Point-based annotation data
· · · ·

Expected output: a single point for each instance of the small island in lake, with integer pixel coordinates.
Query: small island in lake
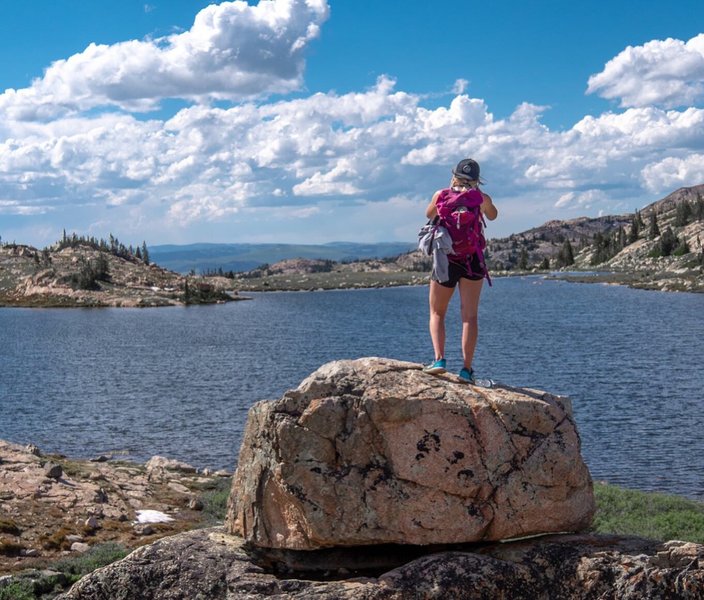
(86, 272)
(659, 247)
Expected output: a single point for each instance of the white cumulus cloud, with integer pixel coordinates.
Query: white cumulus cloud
(661, 72)
(233, 51)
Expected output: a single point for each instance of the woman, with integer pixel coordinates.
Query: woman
(466, 270)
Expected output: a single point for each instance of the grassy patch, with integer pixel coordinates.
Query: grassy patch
(214, 501)
(9, 526)
(650, 515)
(98, 556)
(42, 585)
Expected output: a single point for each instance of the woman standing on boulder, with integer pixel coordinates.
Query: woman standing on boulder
(458, 214)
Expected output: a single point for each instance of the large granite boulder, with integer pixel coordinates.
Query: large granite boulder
(375, 451)
(210, 565)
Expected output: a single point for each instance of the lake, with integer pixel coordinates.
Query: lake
(179, 381)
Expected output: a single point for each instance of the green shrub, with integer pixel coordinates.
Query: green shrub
(214, 500)
(645, 514)
(18, 590)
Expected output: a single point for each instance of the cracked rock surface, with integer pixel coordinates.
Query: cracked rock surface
(211, 565)
(374, 451)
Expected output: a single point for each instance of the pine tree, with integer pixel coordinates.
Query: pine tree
(683, 213)
(698, 209)
(654, 230)
(635, 229)
(668, 242)
(565, 257)
(523, 259)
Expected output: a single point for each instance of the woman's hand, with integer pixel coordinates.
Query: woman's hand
(488, 208)
(432, 211)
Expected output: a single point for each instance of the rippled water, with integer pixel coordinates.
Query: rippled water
(179, 381)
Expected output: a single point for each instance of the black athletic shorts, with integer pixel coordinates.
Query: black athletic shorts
(467, 269)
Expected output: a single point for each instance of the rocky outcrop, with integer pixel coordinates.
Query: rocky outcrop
(51, 505)
(67, 277)
(211, 565)
(375, 451)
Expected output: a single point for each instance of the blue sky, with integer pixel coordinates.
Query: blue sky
(314, 120)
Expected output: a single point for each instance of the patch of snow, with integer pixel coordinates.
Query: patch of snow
(152, 516)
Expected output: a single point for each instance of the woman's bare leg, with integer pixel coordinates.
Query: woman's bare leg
(439, 301)
(469, 295)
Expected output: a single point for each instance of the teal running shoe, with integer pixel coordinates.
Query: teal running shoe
(435, 368)
(467, 375)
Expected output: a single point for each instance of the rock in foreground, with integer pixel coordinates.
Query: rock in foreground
(208, 564)
(375, 451)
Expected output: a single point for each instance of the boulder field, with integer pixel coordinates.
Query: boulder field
(374, 480)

· · · ·

### WRITTEN TASK
Repeat all of the data above word for word, leaving out the pictures.

### ANSWER FOR THE TASK
Expected output: a single point for each instance of the small island in lake, with integer pixel coordinates.
Query: small island in lake
(86, 272)
(659, 247)
Expected output: a single point for each instance of the white cumulus cloud, with integer pixel coordinates.
Query: white cumulus cloud
(661, 72)
(233, 51)
Expected output: a single point for each instance of the woman, with integer pixel coordinates.
Query: woman
(466, 270)
Expected output: a single point for each instance of the grassy patch, with integer pixel coordinates.
Query: grassy patch
(214, 501)
(9, 526)
(650, 515)
(98, 556)
(42, 585)
Expected output: a single point for each instance of the woman standing on boulder, with integer pixel coordinates.
Query: woman standing on boulder
(458, 214)
Expected output: a single point for each instance of the large granite boulder, with integer pixel coordinates.
Query: large granite boulder
(375, 451)
(210, 565)
Expected output: a single point for each instance of the lake, with integer pixel coordinates.
Query: lake
(179, 381)
Expected output: a single point for each instance of the green shrub, with integer pixel coordinates.
Query: green shrub
(214, 500)
(645, 514)
(18, 590)
Expected output: a single point for each instance of the cracked rock surface, with integer pixel coordinates.
Query: cracked rock surface
(211, 565)
(374, 451)
Expected output: a single point for each instance of the pine tree, with integer pixel coordinates.
Query: pine tree
(683, 213)
(698, 209)
(654, 230)
(635, 229)
(668, 242)
(565, 257)
(523, 259)
Expected output: a single point for each instance of the woman's hand, with integer pixel coordinates.
Query: woman's hand
(488, 208)
(432, 211)
Expected output: a single point for each instance of the rippled water, with integer pixel coordinates.
Query: rippled water
(179, 381)
Expected output: a single point for each instance of the black athletic shorts, with integer pixel coordinates.
Query: black athletic shorts
(467, 269)
Expected output: a single point for each instance of the rocky outcrop, with integer pixel coordinates.
Query: rocky outcrop
(51, 505)
(67, 277)
(211, 565)
(375, 451)
Expected output: a single point for each instance of the blue sky, with integer pixel coordinates.
Query: blue sky
(314, 120)
Expected output: a single point for each instance of the patch of snow, with integer pixel coordinates.
Query: patch of snow
(152, 516)
Expected output: a single point for each instance of the woman's bare leg, with integer pixel coordinates.
Query: woman's bare leg
(439, 301)
(469, 295)
Expected output: a single point for each instance of the teal running shoe, with integer pixel coordinates.
Query: teal running shoe
(435, 368)
(467, 375)
Expected output: a single point for each instance of the rock in foreground, with integer pixel coordinates.
Query: rock in foreground
(208, 564)
(375, 451)
Expected output: a single point for each instance of the boulder field, with integer pixel coordinates.
Query: boulder field
(374, 480)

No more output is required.